Required task: Your task is to repeat the lines below exactly, excluding any pictures they contain.

Dataset records:
++++++++

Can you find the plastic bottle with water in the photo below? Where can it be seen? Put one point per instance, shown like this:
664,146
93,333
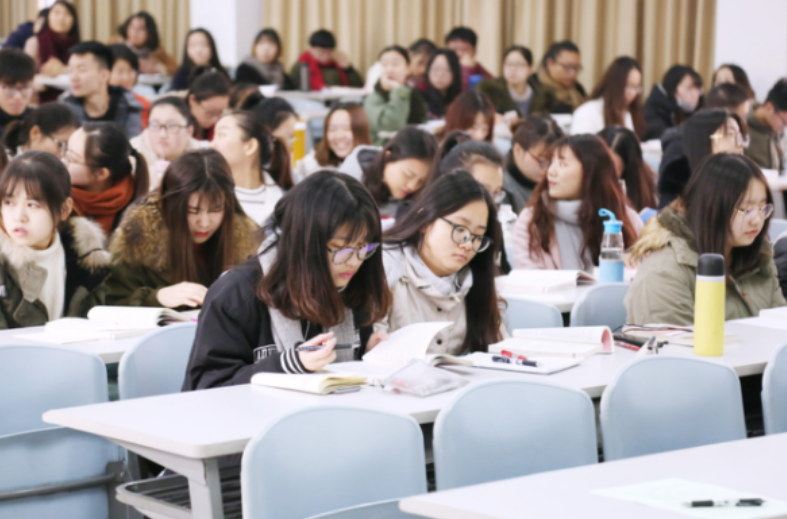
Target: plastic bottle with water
611,262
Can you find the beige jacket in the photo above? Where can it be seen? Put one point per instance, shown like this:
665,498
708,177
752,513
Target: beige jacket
663,289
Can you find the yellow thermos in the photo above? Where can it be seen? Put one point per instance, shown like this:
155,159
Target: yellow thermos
709,306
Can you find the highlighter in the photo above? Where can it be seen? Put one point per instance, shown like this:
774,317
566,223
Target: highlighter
709,306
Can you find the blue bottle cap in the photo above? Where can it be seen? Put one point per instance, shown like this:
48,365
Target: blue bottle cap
611,226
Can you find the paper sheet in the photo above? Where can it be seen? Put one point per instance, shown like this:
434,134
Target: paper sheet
671,494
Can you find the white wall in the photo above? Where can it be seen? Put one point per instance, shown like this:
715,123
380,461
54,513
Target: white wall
753,34
233,24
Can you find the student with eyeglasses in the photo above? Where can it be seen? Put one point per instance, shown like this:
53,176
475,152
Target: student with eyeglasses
440,264
317,281
725,210
170,134
616,101
562,229
47,128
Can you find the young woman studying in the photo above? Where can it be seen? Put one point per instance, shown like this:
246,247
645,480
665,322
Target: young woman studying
260,163
107,173
50,260
439,263
725,209
318,279
562,229
169,249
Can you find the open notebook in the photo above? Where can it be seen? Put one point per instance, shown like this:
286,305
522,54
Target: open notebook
412,342
320,383
557,342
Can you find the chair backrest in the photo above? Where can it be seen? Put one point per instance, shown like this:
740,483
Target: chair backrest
664,403
774,392
510,428
602,305
327,458
522,313
36,379
156,365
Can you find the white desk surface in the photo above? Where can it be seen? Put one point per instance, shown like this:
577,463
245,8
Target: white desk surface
216,422
109,351
756,465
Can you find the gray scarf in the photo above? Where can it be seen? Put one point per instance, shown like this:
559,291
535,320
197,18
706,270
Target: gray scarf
569,235
286,332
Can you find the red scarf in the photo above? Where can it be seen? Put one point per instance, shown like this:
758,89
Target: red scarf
315,72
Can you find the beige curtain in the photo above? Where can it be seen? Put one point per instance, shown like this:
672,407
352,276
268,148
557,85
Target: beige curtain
658,33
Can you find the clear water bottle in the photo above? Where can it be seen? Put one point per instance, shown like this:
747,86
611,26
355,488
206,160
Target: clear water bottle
611,262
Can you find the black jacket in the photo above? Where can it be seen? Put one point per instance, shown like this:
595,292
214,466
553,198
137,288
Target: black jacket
234,323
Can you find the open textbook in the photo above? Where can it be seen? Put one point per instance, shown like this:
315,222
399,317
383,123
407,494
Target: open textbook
320,383
558,342
541,281
412,342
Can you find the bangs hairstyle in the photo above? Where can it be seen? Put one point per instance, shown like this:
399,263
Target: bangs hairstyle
299,283
599,189
710,200
462,112
44,177
612,89
447,195
204,172
359,123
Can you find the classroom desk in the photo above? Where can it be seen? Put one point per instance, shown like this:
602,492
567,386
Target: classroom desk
109,351
186,432
756,465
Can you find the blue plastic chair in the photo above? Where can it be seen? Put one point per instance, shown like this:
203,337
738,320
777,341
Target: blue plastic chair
774,392
156,365
34,454
602,305
328,458
522,313
663,403
509,428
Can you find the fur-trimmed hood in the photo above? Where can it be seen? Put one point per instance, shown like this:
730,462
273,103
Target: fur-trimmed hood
142,237
80,235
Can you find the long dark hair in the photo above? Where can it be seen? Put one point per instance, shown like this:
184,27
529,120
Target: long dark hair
152,43
600,189
272,152
408,143
639,178
108,147
205,172
449,194
299,283
710,200
612,89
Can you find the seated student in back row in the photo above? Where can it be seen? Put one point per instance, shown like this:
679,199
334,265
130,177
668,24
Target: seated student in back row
171,247
725,210
318,279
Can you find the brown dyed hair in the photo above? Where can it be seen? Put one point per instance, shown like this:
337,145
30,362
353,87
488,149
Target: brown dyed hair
600,189
204,172
299,283
360,127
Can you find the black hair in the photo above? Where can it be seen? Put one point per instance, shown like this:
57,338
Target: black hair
16,67
122,52
398,49
524,51
100,52
273,112
152,43
447,195
49,118
465,34
777,95
323,39
556,48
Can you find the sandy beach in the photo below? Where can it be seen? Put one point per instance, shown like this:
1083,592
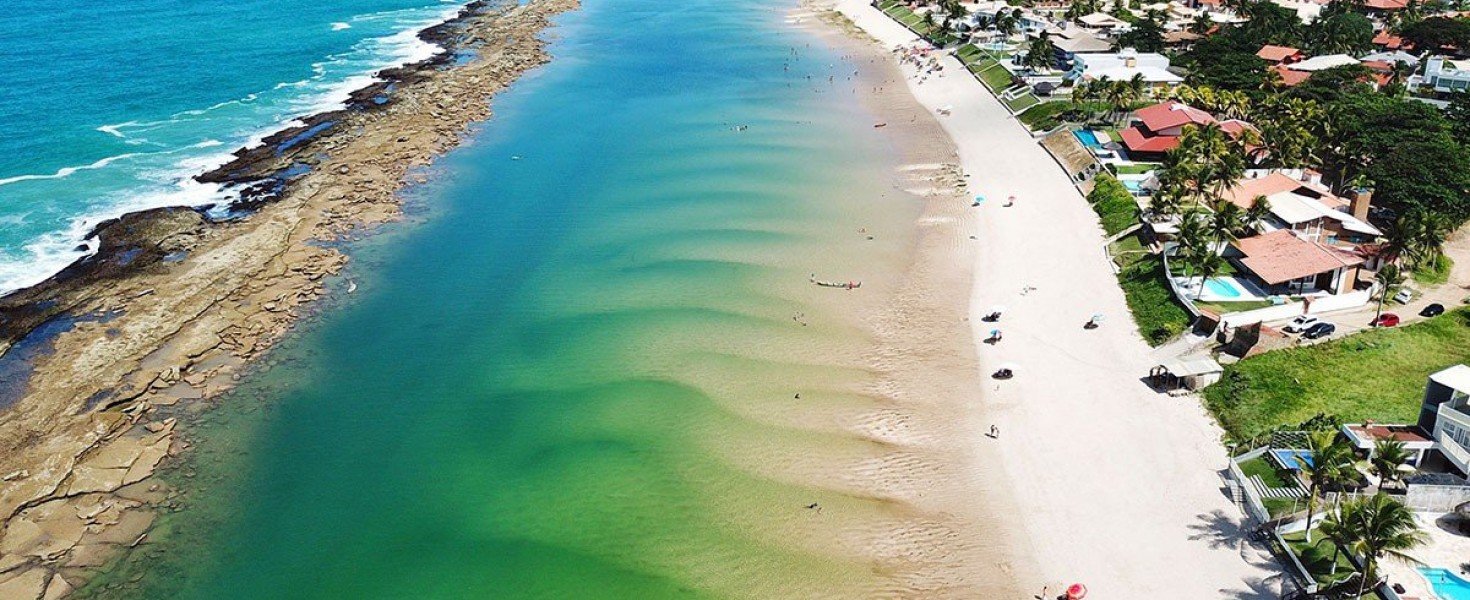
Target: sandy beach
78,438
1114,486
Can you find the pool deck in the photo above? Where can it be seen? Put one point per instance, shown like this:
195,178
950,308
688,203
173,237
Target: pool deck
1445,550
1247,290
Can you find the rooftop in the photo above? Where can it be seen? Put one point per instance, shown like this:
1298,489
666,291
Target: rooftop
1278,53
1323,62
1456,377
1172,113
1281,256
1408,434
1291,77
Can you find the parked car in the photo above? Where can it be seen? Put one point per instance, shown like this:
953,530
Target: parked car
1320,330
1386,319
1301,324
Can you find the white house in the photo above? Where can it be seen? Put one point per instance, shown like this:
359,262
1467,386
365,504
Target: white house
1447,74
1123,65
1445,415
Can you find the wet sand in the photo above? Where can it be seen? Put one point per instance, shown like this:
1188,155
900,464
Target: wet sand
183,305
1119,487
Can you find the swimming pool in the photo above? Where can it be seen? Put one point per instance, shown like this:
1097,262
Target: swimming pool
1295,459
1447,584
1222,288
1088,138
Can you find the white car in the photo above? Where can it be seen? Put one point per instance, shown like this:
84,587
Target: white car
1301,324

++++++++

Written solution:
Can you find the plastic bottle with water in the photo below? Where can it be seen? Put one point per instance, shown like this:
664,146
93,333
Target: plastic bottle with water
611,262
Can you find the beige jacket in the photo above? Where can it be seen? Put one point per instance, shown like this:
665,498
708,177
752,513
Target: beige jacket
663,289
Can you find the yellow thermos in the photo above? Where can it be seen? Put one point per instance, shown like this:
155,159
Target: yellow thermos
709,306
Can you find the highlighter in the photo above? Where can it be seen? Put one point per instance, shown like this:
774,317
566,223
Target: highlighter
709,306
Can you find the blue bottle cap in the photo above? Where can it be seen? Put one point per instance, shown like this:
48,365
Target: blue bottle cap
611,226
Can you find the paper sheet in the photo above? Where can it be seen? Put one point per instance, shown like this:
434,134
Target: paper sheet
671,494
Can you find the white wall in the photo above? Where can it be seen? Put one point per instance, shown like this:
715,123
380,461
54,513
Target: white wall
753,34
233,24
Can you find the student with eyeglasses in the photo above? Where can it be seen? Put one point per instance, shown like this:
53,176
475,152
Target: student with eyeglasses
440,264
317,281
725,210
170,134
616,101
562,229
47,128
Can you find the young woman studying in the photo above? Where can it be seen? Put one point per instance, shown like this:
246,247
645,480
665,322
Target: young woman studying
260,163
107,173
50,260
439,263
725,209
318,279
562,229
169,249
Can you find the open notebook in the photo above? Where can it be seen? Put one point per instance, shown like this:
286,305
522,54
Target: open notebook
412,342
320,383
557,342
Can you find the chair backrest in the photo above? Where can it be seen? Put one point per instance, shown like this:
740,483
Target: chair backrest
664,403
774,392
510,428
602,305
327,458
522,313
36,379
156,365
Can you find the white desk surface in the photo above? Where can it be seen? Put one point per instance, shown like this:
577,463
245,8
Target: white desk surface
216,422
109,351
756,465
Can you find the gray scarf in the photo above? Where can it be seen? Put one point per instance, shown like this:
559,291
535,320
197,18
706,270
Target: gray scarf
569,235
286,332
Can you find the red scarf in the photo above? Where can it be seen? Put one point per instance, shown like this:
758,89
Target: red scarf
315,72
Can you find the beige curtain in the photo above? Where can it be seen? Put one point per instance, shown like this:
672,407
352,276
268,148
557,85
Target: beige curtain
658,33
Can you find the clear water bottle in the photo above? Where can it be seen? Put one point per instance, shown like this:
747,86
611,26
355,488
206,160
Target: clear water bottle
611,262
Can you find the black jacket in the photo above? Where can it be seen? Put one point per instance, shown like this:
595,292
214,466
553,198
137,288
Target: black jacket
234,323
Can you find the open textbook in the photo above? Where can it be seen? Put one point per instance, shown like this:
315,222
399,317
383,123
407,494
Target: open textbook
320,383
558,342
541,281
412,342
Can you find the bangs hairstyle in the photo above? Where can it be seen? Put one point per instance, shown like this:
399,263
Target: bangs hairstyle
299,283
599,189
710,200
462,112
44,177
612,89
447,195
204,172
359,123
Can you find the classroom desk in the photo above? Where can it be seen? Put one point per instance, shown like this:
602,492
567,386
Target: classroom desk
109,351
186,432
756,465
Can you find the blue plastic chair in the photo above? Where can it be seen? Put one point per instance, shown like this:
203,337
738,320
777,341
Target: blue plastic chair
774,392
156,365
34,454
602,305
328,458
522,313
663,403
509,428
Can you find the fur-trimmed hood in the photo above? Where can it be seen? Put one point per instance, shown like this:
730,462
273,103
Target: fur-trimmed hood
142,237
80,235
Can you find the long dark hair in the photo above? Where can it be seen? Put one point per instance, shown like this:
184,27
529,120
Target: long dark hair
152,43
600,189
272,152
408,143
639,178
108,147
205,172
449,194
299,283
710,200
612,89
Can you find the seated student in back row in the photo above? Where can it be seen? Put one point per instance, shown like this:
679,199
334,265
130,177
668,24
Target: seated student in back row
171,247
725,210
318,279
Can you find the brown dyed hair in the photo above? Where can it be seen? Put one point per instance, shown like this:
337,145
30,362
353,87
488,149
Target: brown dyed hair
600,189
204,172
299,283
360,127
Can you find the black hair in the photo above? Where can it be seen? Put one point per instance, shown like this:
57,338
Target: black hair
16,67
122,52
398,49
524,51
100,52
273,112
152,43
447,195
49,118
465,34
777,95
323,39
556,48
Can you find the sandy beach in the photo below? Where can it be seen? Put one point per instance, shown like this:
1083,592
Target: sandy beach
78,438
1114,486
Can you find the pool deck in the photo above? Where can it be seen? Put one point per instance, shown like this:
195,178
950,308
688,203
173,237
Target: pool deck
1445,550
1247,290
Can you find the rooftop in the photo above? Where can it be seen? Put one point per instance, shown like this:
1298,489
666,291
Target: rooftop
1278,53
1323,62
1456,377
1172,113
1281,256
1408,434
1291,77
Can you find the parked car in the photo above? Where can it be seen? Put one point per instance, shown like this:
953,530
Target: parked car
1320,330
1386,319
1301,324
Can you find the white house in the photo above? Where can it be seen? Put one point per instance, shown like this:
359,262
1467,386
365,504
Target: white house
1447,74
1123,65
1445,415
Can you find the wet sand in the photo above? Where can it be seen? Put one point per instance, shown like this:
1188,155
900,464
Target: wet sand
183,305
1119,487
Can you find the swimming pool in the photo above? Where can it be seen? Put one point per instance, shown like this:
1097,262
Target: swimming pool
1295,459
1447,584
1222,288
1088,138
Can you find the white car in the photo above? Where can it be seen? Put one point per instance, shown like this:
84,587
Target: white car
1301,324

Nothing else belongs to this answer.